#### Excerpt:
_____
Monthly Archives: August 2024

How to properly calculate the marginal GHG emissions from electric vehicles and electrification

Recently the questions about whether electric vehicles increase greenhouse gas (GHG) emissions and tracking emissions directly to generation on a 24/7 basis have gained saliency. This focus on immediate grid-created emissions illustrates an important concept that is overlooked when looking at marginal emissions from electricity. The decision to consume electricity is more often created by a single large purchase or action, such as buying a refrigerator or a new electric vehicle, than by small decisions such as opening the refrigerator door or driving to the grocery store. Yet, the conventional analysis of marginal electricity costs and emissions assumes that we can arrive at a full accounting of those costs and emissions by summing up the momentary changes in electricity generation measured at the bulk power markets created by opening that door or driving to the store.

But that’s obviously misleading. The real consumption decision that created the marginal costs and emissions is when that item is purchased and connected to the grid. And on the other side, the comparative marginal decision is the addition of a new resource such as a power plant or an energy efficiency investment to serve that new increment of load.

So in that way, your flight to Boston is not whether you actually get on the plane, which is like opening the refrigerator door, but rather your purchase of the ticket which led to the incremental decision by the airline to add another scheduled flight. It’s the share of the fuel use for that added flight which is marginal, just as buying a refrigerator is responsible for the share of the energy from the generator added to serve the incremental long-term load.

There are growing questions about the use of short run market prices as indicators of market value of generation assets for a number of reasons. This paper critiquing “surge” pricing on the grid has one set of aspects that undermine that principle.

Meredith Fowley at the Energy Institute at Haas compared two approaches to measuring the additional GHG emissions from a new electric vehicle. The NREL paper uses the correct approach of looking at longer term incremental resource additions rather than short run operating emissions. The hourly marginal energy use modeled by Holland et al (2022) is not particularly relevant to the question of GHG emissions from added load for several reasons and for that reason any study that doesn’t use a capacity expansion model will deliver erroneous results. In fact, you will get more accurate results from relying on a simple spreadsheet model using capacity expansion than a complex production cost hourly model.

In the electricity grid, added load generally doesn’t just require increased generation from existing plants, but rather it induces investment in new generation (or energy savings elsewhere, which have zero emissions) to meet capacity demands. This is where economists make a mistake thinking that the “marginal” unit is additional generation from existing plants–in a capacity limited system such as the electricity grid, its investment in new capacity.

That average emissions are falling as shown in Holland et al while hourly “marginal” emissions are rising illustrates this error in construction. Mathematically that cannot be happening if the marginal emission metric is correct. The problem is that Holland et al have misinterpreted the value they have calculated. It is in fact not the first derivative of the average emission function, but rather the second partial derivative. That measures the change in marginal emissions, not marginal emissions themselves. (And this is why long-run marginal costs are the relevant costing and pricing metric for electricity, not hourly prices.) Given that 75% of new generation assets in the U.S. were renewables, it’s difficult to see how “marginal” emissions are rising when the majority of new generation is GHG-free.
_____
[Dataset entries]
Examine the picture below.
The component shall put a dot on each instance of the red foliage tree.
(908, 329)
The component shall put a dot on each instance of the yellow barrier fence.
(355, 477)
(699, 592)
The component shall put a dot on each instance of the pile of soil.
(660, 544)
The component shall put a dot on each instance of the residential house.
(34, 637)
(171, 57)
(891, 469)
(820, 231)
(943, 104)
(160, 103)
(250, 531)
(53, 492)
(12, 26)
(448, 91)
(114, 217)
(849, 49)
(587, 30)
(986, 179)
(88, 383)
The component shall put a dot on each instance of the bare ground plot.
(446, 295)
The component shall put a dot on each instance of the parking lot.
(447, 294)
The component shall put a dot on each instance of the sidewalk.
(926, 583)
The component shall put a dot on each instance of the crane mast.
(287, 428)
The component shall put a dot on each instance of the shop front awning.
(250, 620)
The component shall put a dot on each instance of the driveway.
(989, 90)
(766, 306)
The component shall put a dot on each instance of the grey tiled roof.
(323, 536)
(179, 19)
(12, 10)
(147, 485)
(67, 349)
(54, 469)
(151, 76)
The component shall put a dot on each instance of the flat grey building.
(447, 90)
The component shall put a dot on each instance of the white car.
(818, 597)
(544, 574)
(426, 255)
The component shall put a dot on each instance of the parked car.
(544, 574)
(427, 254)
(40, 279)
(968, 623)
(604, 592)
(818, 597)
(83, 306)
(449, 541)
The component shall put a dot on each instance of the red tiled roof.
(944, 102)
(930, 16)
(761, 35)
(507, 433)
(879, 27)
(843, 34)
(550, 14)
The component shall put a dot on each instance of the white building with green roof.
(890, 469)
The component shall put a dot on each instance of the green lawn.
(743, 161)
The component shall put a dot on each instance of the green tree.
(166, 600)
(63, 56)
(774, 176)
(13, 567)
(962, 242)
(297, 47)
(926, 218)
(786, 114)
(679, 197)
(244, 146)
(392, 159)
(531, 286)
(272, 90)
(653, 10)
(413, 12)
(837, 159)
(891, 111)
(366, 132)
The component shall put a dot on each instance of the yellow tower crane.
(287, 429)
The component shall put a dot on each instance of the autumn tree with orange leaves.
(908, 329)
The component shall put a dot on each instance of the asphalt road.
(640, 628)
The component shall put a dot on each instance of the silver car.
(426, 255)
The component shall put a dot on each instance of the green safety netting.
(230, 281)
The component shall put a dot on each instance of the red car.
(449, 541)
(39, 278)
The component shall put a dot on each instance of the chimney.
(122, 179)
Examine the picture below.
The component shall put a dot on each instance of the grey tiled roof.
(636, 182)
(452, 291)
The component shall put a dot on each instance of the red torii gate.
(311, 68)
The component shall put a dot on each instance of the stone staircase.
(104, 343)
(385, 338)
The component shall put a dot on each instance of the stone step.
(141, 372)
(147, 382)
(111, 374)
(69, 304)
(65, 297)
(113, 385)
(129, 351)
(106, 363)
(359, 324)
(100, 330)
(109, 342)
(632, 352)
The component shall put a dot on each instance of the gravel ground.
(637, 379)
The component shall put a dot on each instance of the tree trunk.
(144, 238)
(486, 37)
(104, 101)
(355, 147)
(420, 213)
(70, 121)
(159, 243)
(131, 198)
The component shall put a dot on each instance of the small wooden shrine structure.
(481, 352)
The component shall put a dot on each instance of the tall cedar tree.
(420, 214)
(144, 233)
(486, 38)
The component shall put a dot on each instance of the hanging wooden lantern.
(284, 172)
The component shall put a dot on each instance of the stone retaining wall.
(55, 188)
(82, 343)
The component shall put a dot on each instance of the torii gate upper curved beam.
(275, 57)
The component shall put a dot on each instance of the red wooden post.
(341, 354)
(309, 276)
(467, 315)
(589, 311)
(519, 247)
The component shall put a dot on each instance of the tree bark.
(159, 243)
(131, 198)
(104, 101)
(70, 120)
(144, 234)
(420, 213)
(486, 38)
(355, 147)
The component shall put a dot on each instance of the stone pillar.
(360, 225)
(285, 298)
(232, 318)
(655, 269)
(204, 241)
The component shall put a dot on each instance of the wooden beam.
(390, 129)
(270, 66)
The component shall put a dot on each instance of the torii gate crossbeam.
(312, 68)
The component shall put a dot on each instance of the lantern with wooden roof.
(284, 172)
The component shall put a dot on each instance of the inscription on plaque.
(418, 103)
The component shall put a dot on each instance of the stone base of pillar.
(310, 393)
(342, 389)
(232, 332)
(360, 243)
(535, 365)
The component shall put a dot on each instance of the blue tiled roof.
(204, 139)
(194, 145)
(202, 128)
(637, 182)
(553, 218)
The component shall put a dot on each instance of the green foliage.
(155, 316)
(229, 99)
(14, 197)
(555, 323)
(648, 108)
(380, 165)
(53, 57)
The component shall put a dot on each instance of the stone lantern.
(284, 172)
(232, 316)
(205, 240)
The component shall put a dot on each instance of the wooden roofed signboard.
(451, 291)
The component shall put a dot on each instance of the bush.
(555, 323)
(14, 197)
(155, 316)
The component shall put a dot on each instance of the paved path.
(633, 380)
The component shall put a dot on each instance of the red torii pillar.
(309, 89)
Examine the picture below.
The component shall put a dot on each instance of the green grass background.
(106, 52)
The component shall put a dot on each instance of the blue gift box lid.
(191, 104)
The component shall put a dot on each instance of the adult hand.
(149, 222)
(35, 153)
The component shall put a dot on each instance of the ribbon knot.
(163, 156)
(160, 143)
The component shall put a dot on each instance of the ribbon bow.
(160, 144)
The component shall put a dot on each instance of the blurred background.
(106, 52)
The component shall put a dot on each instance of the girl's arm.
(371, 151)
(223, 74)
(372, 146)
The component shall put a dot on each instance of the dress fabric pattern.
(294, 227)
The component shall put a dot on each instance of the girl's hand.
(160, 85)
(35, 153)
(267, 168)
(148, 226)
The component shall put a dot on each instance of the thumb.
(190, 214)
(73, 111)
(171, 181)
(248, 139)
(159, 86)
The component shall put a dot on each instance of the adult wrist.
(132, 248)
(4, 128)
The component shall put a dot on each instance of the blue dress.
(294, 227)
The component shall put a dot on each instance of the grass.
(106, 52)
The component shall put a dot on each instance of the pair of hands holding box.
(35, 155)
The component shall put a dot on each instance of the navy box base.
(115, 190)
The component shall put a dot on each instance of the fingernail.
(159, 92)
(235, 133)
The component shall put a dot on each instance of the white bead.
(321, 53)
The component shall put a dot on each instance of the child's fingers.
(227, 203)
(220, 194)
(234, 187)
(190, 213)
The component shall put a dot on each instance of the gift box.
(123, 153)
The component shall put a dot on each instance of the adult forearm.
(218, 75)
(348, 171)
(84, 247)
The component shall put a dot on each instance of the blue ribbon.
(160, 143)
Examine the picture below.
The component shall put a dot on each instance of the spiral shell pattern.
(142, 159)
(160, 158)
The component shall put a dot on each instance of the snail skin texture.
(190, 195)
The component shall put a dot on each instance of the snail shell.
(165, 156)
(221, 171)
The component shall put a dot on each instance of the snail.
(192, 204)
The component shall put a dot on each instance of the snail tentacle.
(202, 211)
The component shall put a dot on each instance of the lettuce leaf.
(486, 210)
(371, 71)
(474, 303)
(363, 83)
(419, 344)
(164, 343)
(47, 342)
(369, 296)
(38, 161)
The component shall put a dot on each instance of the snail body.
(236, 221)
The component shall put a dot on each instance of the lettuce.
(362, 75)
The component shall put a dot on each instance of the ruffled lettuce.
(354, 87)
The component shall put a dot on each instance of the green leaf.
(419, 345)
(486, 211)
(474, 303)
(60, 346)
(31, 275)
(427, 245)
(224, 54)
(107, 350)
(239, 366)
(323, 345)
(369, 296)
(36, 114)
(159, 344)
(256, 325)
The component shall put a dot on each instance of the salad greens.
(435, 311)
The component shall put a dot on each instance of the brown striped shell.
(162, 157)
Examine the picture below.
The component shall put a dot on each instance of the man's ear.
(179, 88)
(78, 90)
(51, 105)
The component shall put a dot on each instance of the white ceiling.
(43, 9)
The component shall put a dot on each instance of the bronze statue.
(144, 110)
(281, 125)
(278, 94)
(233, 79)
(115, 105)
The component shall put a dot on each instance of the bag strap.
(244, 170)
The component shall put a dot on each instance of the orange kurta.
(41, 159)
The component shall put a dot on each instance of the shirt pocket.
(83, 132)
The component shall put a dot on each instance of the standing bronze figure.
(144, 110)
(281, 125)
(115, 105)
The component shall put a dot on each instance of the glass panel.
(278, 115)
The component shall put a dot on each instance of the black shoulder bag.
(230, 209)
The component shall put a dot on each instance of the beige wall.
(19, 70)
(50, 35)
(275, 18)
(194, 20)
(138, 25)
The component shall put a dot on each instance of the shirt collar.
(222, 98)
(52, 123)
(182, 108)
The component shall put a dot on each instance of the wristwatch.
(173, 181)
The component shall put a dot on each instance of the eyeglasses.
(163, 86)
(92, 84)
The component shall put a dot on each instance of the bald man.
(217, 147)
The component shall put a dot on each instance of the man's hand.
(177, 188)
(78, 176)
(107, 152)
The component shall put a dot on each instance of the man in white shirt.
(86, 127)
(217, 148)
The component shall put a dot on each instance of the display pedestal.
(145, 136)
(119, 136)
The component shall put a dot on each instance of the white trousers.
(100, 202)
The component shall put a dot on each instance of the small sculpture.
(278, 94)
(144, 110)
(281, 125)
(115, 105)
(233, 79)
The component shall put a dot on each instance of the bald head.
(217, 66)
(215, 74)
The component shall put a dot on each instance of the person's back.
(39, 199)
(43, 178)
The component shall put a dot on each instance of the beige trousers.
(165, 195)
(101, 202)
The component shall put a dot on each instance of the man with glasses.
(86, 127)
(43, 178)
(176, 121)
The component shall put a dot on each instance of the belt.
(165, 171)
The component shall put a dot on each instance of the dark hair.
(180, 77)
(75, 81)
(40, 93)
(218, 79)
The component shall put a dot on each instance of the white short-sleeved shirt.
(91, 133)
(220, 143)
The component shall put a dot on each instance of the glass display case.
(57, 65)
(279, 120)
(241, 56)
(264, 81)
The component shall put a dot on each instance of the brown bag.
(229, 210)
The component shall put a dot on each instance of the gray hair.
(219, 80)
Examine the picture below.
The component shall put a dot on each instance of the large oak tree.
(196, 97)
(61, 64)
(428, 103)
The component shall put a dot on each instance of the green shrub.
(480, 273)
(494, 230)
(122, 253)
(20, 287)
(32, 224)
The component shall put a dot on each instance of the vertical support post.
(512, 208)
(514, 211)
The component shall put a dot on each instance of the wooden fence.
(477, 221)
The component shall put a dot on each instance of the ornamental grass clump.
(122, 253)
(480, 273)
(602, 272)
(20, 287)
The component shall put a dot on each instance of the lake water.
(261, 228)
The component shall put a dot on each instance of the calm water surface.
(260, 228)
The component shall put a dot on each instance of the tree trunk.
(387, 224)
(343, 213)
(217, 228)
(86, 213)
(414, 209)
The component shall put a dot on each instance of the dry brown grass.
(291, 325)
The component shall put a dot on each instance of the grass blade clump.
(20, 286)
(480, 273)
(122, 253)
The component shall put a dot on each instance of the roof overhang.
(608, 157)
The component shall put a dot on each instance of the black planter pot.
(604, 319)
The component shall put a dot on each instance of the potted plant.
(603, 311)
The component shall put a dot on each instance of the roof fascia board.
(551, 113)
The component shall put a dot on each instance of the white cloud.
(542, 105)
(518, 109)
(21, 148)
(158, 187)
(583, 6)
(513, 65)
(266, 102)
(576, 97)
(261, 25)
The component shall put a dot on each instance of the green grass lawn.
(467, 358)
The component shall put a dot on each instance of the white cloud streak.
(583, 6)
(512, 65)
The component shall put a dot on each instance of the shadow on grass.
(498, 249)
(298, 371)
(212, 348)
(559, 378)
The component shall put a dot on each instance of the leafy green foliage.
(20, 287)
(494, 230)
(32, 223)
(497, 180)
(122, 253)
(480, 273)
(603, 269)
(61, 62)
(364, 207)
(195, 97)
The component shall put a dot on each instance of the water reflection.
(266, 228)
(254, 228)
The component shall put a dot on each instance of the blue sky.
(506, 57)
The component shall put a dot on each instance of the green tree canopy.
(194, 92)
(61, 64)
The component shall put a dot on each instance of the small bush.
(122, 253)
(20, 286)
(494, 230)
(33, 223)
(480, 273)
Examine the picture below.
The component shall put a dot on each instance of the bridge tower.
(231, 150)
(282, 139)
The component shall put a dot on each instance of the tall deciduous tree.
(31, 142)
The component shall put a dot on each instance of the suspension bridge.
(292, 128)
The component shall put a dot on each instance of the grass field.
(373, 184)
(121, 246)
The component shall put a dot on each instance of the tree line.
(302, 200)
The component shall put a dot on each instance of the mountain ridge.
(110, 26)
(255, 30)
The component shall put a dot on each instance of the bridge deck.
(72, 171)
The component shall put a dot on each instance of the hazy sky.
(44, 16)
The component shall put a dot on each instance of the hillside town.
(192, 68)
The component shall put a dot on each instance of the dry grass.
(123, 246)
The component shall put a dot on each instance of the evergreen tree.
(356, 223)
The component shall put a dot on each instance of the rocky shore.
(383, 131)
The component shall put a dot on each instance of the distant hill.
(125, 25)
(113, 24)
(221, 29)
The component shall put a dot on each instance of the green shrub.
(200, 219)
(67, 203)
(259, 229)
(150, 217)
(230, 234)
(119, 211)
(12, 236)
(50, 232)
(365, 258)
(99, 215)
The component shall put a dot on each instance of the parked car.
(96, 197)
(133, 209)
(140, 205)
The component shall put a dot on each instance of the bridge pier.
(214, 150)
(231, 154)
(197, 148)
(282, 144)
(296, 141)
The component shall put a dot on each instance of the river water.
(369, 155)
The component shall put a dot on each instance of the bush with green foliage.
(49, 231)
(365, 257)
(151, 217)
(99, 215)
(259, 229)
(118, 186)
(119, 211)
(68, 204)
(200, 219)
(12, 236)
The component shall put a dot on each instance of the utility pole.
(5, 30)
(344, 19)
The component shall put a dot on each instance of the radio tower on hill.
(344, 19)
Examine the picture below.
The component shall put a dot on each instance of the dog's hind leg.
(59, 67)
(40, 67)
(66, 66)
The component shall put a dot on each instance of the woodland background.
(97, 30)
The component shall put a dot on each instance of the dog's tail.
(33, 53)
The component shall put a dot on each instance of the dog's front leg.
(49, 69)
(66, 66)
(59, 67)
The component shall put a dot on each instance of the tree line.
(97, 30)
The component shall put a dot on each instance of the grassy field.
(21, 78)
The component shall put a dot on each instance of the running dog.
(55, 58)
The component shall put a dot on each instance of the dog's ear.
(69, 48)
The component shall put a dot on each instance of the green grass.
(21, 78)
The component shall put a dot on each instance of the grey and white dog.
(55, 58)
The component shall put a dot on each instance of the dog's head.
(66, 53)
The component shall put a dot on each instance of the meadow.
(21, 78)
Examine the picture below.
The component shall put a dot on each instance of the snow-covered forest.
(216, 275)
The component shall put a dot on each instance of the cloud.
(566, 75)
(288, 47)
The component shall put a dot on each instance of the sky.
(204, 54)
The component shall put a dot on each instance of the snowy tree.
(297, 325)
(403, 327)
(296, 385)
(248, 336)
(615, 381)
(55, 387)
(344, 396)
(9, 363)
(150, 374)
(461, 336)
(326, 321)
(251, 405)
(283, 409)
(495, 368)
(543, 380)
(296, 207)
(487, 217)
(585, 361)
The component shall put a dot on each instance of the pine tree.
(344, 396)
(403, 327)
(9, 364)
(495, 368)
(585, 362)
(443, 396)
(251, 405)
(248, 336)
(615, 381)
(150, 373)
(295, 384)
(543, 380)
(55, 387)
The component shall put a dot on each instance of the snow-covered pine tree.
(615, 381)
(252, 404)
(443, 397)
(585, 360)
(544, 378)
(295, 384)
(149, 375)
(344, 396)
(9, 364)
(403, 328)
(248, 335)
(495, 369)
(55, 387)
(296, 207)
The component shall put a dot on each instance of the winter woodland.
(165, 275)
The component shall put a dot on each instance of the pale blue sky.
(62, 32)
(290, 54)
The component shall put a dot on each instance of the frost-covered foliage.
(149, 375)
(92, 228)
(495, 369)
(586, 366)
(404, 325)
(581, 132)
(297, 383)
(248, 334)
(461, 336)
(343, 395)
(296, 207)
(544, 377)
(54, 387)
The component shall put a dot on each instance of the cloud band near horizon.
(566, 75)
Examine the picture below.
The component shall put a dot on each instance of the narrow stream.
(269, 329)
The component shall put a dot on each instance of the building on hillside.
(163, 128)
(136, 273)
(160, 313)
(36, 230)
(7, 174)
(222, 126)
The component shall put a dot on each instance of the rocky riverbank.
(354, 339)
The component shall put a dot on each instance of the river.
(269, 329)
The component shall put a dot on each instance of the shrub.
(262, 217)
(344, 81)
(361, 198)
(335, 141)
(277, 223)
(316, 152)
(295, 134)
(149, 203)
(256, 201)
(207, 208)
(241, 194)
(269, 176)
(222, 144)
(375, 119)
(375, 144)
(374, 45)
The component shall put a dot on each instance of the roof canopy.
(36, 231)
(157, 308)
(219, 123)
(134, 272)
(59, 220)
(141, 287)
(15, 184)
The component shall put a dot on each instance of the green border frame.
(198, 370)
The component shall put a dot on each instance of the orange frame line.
_____
#### Brief 1:
From the piece on marginal emissions from electric vehicles, reproduce the passage starting at "Recently the questions" and ending at "to the store.".
#### Brief 2:
In the piece on marginal emissions from electric vehicles, who compared two approaches to measuring the added GHG emissions from a new electric vehicle?
#### Brief 3:
Extend the piece on marginal emissions from electric vehicles past its final sentence.

#### Exercise answer 1:
Recently the questions about whether electric vehicles increase greenhouse gas (GHG) emissions and tracking emissions directly to generation on a 24/7 basis have gained saliency. This focus on immediate grid-created emissions illustrates an important concept that is overlooked when looking at marginal emissions from electricity. The decision to consume electricity is more often created by a single large purchase or action, such as buying a refrigerator or a new electric vehicle, than by small decisions such as opening the refrigerator door or driving to the grocery store. Yet, the conventional analysis of marginal electricity costs and emissions assumes that we can arrive at a full accounting of those costs and emissions by summing up the momentary changes in electricity generation measured at the bulk power markets created by opening that door or driving to the store.

#### Exercise answer 2:
Meredith Fowley at the Energy Institute at Haas.

#### Exercise answer 3:
The second issue is that the “marginal” generation cannot be identified in ceteris paribus (i.e., all else held constant) isolation from all other policy choices. California has a high RPS and 100% clean generation target in the context of beneficial electrification of buildings and transportation. Without the latter, the former wouldn’t be pushed to those levels. The same thing is happening at the federal level. This means that the marginal emissions from building decarbonization and EVs are even lower than for more conventional emission changes.

Further, those consumers who choose beneficial electrification are much more likely to install distributed energy resources that are 100% emission free. Several studies show that 40% of EV owners install rooftop solar as well, far in excess of the state average, (In Australia its 60% of EV owners.) and they most likely install sufficient capacity to meet the full charging load of their EVs. So the system marginal emissions apply only to 60% of EV owners.

There may be a transition from hourly (or operational) to capacity expansion (or building) marginal or incremental emissions, but the transition should be fairly short so long as the system is operating near its reserve margin. (What to do about overbuilt systems is a different conversation.)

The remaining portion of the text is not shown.